Entries from a dataset:
● ● ●
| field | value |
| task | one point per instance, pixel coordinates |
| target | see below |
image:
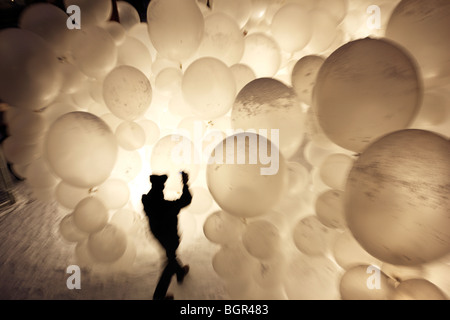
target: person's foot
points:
(180, 277)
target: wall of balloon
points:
(94, 111)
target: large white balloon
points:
(81, 149)
(175, 27)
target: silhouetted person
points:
(163, 219)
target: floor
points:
(34, 260)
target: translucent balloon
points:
(239, 10)
(418, 25)
(175, 27)
(69, 231)
(114, 193)
(348, 253)
(262, 54)
(411, 227)
(243, 74)
(246, 188)
(47, 21)
(201, 201)
(127, 92)
(116, 31)
(130, 135)
(418, 289)
(128, 14)
(334, 170)
(312, 278)
(209, 88)
(329, 207)
(233, 262)
(222, 39)
(266, 104)
(94, 51)
(39, 175)
(304, 76)
(132, 52)
(172, 154)
(375, 83)
(90, 215)
(81, 149)
(23, 55)
(312, 237)
(261, 239)
(223, 228)
(69, 196)
(291, 27)
(365, 282)
(108, 244)
(92, 12)
(21, 152)
(168, 81)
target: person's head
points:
(158, 181)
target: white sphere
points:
(127, 92)
(209, 88)
(81, 149)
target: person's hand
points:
(184, 177)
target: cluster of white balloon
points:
(363, 157)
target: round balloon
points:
(364, 90)
(240, 180)
(396, 198)
(81, 149)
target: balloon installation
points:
(316, 135)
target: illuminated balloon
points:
(266, 103)
(90, 215)
(312, 237)
(175, 27)
(209, 88)
(373, 82)
(304, 76)
(69, 196)
(261, 239)
(239, 10)
(127, 92)
(365, 282)
(396, 198)
(47, 21)
(92, 12)
(240, 180)
(334, 170)
(23, 55)
(329, 207)
(81, 149)
(93, 51)
(418, 289)
(114, 193)
(418, 26)
(222, 39)
(108, 244)
(243, 74)
(262, 54)
(130, 135)
(223, 228)
(128, 14)
(69, 231)
(291, 27)
(132, 52)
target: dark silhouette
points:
(163, 220)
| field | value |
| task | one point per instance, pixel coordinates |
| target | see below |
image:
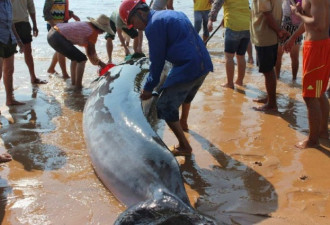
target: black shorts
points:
(266, 58)
(23, 30)
(60, 44)
(130, 32)
(7, 50)
(172, 98)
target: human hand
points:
(145, 95)
(35, 31)
(21, 46)
(296, 9)
(283, 34)
(127, 52)
(210, 25)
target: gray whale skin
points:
(129, 157)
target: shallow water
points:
(245, 168)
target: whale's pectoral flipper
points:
(165, 209)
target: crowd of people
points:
(273, 27)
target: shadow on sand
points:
(232, 193)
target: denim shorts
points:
(266, 58)
(172, 98)
(236, 41)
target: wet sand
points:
(244, 169)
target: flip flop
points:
(176, 152)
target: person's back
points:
(236, 14)
(320, 30)
(172, 37)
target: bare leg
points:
(29, 62)
(61, 61)
(279, 62)
(109, 46)
(52, 65)
(230, 70)
(250, 53)
(294, 54)
(324, 104)
(79, 73)
(73, 71)
(185, 108)
(178, 132)
(241, 66)
(314, 121)
(8, 71)
(270, 82)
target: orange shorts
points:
(316, 67)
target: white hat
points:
(102, 22)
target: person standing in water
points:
(171, 37)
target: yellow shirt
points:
(202, 5)
(236, 14)
(261, 34)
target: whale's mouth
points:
(167, 210)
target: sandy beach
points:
(244, 169)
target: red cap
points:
(126, 8)
(105, 69)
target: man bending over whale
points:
(171, 37)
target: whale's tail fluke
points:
(164, 210)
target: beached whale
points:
(129, 157)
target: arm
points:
(170, 5)
(47, 12)
(216, 6)
(316, 19)
(122, 40)
(281, 33)
(157, 36)
(32, 13)
(92, 56)
(290, 42)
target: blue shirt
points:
(6, 18)
(172, 37)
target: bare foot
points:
● ● ●
Given instruction >>
Reproduce every line of the items above word for word, leaving out the pictures.

Output below >>
| field | value |
| task | one point per instance, pixel coordinates |
| target | see below |
image:
target: person's foot
points:
(180, 277)
target: wall of balloon
points:
(94, 111)
target: large white balloon
points:
(81, 149)
(175, 27)
target: silhouetted person
points:
(163, 219)
target: floor
points:
(34, 260)
target: translucent balloon
points:
(239, 10)
(418, 25)
(175, 27)
(69, 231)
(114, 193)
(348, 253)
(262, 54)
(411, 227)
(243, 74)
(246, 188)
(47, 21)
(201, 201)
(127, 92)
(116, 31)
(130, 135)
(418, 289)
(128, 14)
(334, 170)
(312, 278)
(209, 88)
(329, 207)
(233, 262)
(222, 39)
(266, 104)
(94, 51)
(39, 175)
(304, 76)
(132, 52)
(172, 154)
(375, 83)
(90, 215)
(81, 149)
(23, 55)
(312, 237)
(261, 239)
(223, 228)
(69, 196)
(291, 27)
(365, 282)
(108, 244)
(92, 12)
(21, 152)
(168, 81)
target: person's head
points:
(158, 181)
target: white sphere
points:
(127, 92)
(209, 88)
(81, 149)
target: person's hand
points:
(184, 177)
target: cluster of white balloon
points:
(363, 157)
target: round balloon
points:
(364, 90)
(240, 180)
(396, 198)
(81, 149)
target: balloon installation
points:
(316, 135)
target: illuminated balloon
points:
(266, 103)
(90, 215)
(312, 237)
(175, 27)
(209, 88)
(373, 82)
(304, 76)
(69, 196)
(261, 239)
(239, 10)
(127, 92)
(365, 282)
(396, 198)
(47, 21)
(92, 12)
(240, 180)
(334, 170)
(23, 55)
(329, 207)
(81, 149)
(93, 51)
(418, 289)
(114, 193)
(418, 26)
(222, 39)
(108, 244)
(243, 74)
(262, 54)
(130, 135)
(223, 228)
(128, 14)
(69, 231)
(291, 27)
(132, 52)
target: dark silhouette
points:
(163, 220)
| field | value |
| task | one point per instance, pixel coordinates |
| target | see below |
image:
target: black shorts
points:
(266, 58)
(23, 30)
(60, 44)
(130, 32)
(7, 50)
(172, 98)
target: human hand
points:
(145, 95)
(35, 31)
(21, 46)
(296, 9)
(283, 34)
(127, 52)
(210, 25)
target: gray whale skin
points:
(129, 157)
target: shallow water
points:
(245, 168)
target: whale's pectoral flipper
points:
(165, 209)
target: crowd of people
points:
(273, 27)
target: shadow on sand
points:
(232, 193)
target: denim shorts
points:
(266, 58)
(172, 98)
(236, 41)
target: wet sand
points:
(244, 169)
target: flip flop
points:
(176, 152)
target: person's back
points:
(236, 14)
(320, 30)
(172, 37)
target: bare leg
points:
(29, 62)
(61, 61)
(279, 62)
(109, 46)
(52, 65)
(230, 70)
(250, 53)
(294, 54)
(324, 104)
(79, 73)
(73, 71)
(185, 108)
(178, 132)
(241, 66)
(314, 121)
(8, 71)
(270, 82)
target: orange shorts
points:
(316, 67)
target: white hat
points:
(102, 22)
target: person standing in water
points:
(171, 37)
target: yellow shirt
points:
(202, 5)
(236, 14)
(261, 34)
target: whale's mouth
points:
(167, 210)
target: sandy beach
points:
(244, 169)
target: red cap
points:
(126, 8)
(105, 69)
target: man bending over whale
points:
(171, 37)
target: whale's tail fluke
points:
(164, 210)
target: beached whale
points:
(129, 157)
target: arm
points:
(170, 5)
(47, 12)
(216, 6)
(316, 19)
(122, 40)
(281, 33)
(157, 36)
(32, 13)
(92, 56)
(290, 42)
target: blue shirt
points:
(6, 18)
(172, 37)
target: bare foot
points:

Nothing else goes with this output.